───── PASSAGE ─────

International career
- Years: Team / Apps / (Points)
- 2024 -: Flying Fijians / 19 / (25)

National sevens team
- Years: Team /  / Comps
- 2021–: Fiji
- Medal record
Men's rugby sevens
Representing Fiji
Commonwealth Games
| Silver medal – second place | 2022 Birmingham | Team |
Rugby Sevens World Cup
| Gold medal – first place | 2022 Cape Town | Team competition |

= Elia Canakaivata =

Fiji international rugby union player

Elia Canakaivata (born 12 July 1996) is a Fijian rugby union player.

He made his Commonwealth Games debut representing Fiji at the 2022 Commonwealth Games. He made his test debut for the national team against Georgia in 2024. He is a utility loose forward that can slot in anywhere in the backrow.

He currently signed to the Fijian Drua where he mostly plays as a No.8 in the Super Rugby Pacific competition.

== Biography ==
Canakaivata was raised up in a village called Navunisole in the Tailevu Province of Fiji. He has also represented Fijian Army and played for Fijian Army rugby sevens side.
His father and elder brother died in a road accident in December 2020 in Fiji.

== Career ==
Canakaivata played as a flanker for Northland side in Fiji's provincial 15-a-side competition before being part of the Fijian squad for the 2017 Central Coast Sevens.

─────

• CHECK YOUR UNDERSTANDING:
1. In the passage on Elia Canakaivata, turn the paragraph beginning "He made his Commonwealth Games debut" into a short bulleted list of its main facts.
2. For each statement, answer yes or no according to the passage on Elia Canakaivata, and quote the words that decide it.
(a) He was born in 1996.
(b) With the Fijian Drua he mostly plays as a flanker.
(c) His father died in a road accident in December 2020.
The records have no connection to the passage on Elia Canakaivata.

───── PROVIDED MATERIAL ─────

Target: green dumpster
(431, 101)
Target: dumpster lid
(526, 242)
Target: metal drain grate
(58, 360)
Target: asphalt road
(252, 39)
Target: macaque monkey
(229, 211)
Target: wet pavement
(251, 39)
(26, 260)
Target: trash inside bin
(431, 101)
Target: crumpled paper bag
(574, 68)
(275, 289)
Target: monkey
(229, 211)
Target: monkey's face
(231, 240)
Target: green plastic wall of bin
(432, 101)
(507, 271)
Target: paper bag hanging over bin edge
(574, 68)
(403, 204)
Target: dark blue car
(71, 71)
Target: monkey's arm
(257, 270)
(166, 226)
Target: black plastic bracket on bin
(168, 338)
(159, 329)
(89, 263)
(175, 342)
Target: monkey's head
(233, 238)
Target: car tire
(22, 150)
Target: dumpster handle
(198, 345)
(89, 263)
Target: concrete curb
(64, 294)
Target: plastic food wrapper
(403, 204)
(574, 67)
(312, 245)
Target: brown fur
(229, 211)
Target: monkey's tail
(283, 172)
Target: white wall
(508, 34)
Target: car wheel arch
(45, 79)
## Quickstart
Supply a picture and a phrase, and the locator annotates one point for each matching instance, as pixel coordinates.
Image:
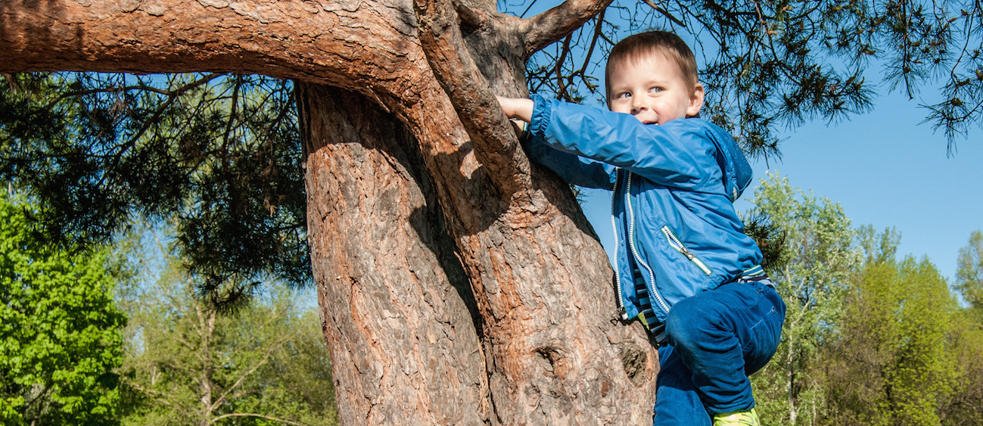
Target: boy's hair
(636, 46)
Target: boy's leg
(676, 400)
(724, 335)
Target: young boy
(684, 265)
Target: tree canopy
(60, 329)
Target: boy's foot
(741, 418)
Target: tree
(447, 266)
(186, 364)
(893, 363)
(813, 270)
(969, 275)
(60, 331)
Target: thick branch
(332, 42)
(554, 24)
(495, 145)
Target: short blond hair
(636, 46)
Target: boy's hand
(517, 108)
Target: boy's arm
(517, 108)
(571, 167)
(677, 154)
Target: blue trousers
(716, 339)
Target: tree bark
(541, 344)
(399, 315)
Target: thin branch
(665, 13)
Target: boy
(683, 266)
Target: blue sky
(885, 170)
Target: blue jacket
(674, 187)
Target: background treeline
(117, 335)
(869, 338)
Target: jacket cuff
(541, 113)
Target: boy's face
(653, 89)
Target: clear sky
(885, 170)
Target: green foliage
(813, 272)
(186, 364)
(60, 331)
(969, 276)
(220, 152)
(892, 364)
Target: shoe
(740, 418)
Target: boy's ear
(695, 101)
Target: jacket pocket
(675, 243)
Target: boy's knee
(685, 323)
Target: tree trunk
(540, 343)
(398, 311)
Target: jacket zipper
(634, 251)
(678, 245)
(614, 223)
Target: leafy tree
(186, 364)
(60, 330)
(813, 272)
(416, 188)
(893, 362)
(969, 275)
(219, 152)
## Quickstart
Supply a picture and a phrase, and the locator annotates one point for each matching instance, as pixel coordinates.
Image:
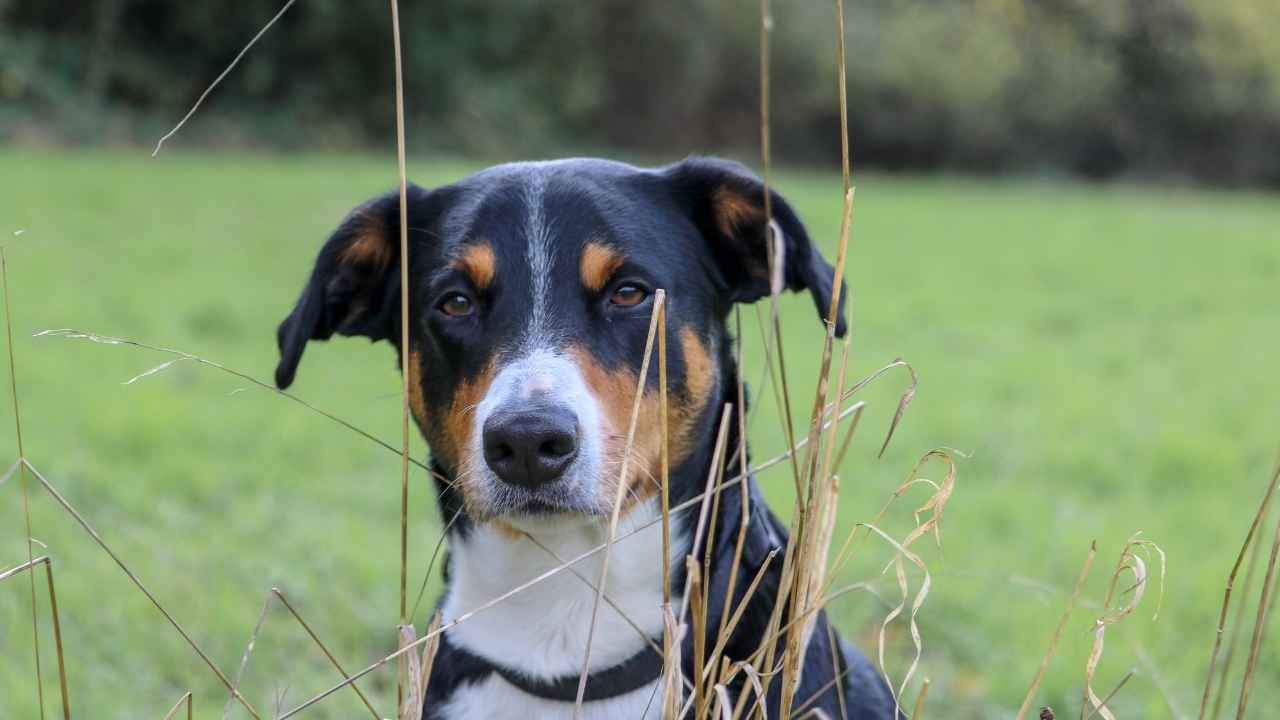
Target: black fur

─────

• SOLVED TASKS:
1.
- Debuted at the Commonwealth Games for Fiji in 2022
- Earned his first test cap for the national team against Georgia in 2024
- Plays as a utility loose forward who can fill any backrow position

2.
(a) Yes: "born 12 July 1996"
(b) No: "he mostly plays as a No.8 in the Super Rugby Pacific competition"
(c) Yes: "His father and elder brother died in a road accident in December 2020 in Fiji."